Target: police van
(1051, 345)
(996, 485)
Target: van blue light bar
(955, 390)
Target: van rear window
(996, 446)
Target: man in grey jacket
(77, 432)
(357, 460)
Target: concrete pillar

━━━━━━━━━━

--- Required task ---
Write out every line of the items above, keeping each one as it stands.

--- Reply ---
Target: police van
(1051, 345)
(996, 485)
Target: van blue light bar
(955, 390)
Target: van rear window
(996, 446)
Target: man in grey jacket
(77, 432)
(357, 460)
Target: concrete pillar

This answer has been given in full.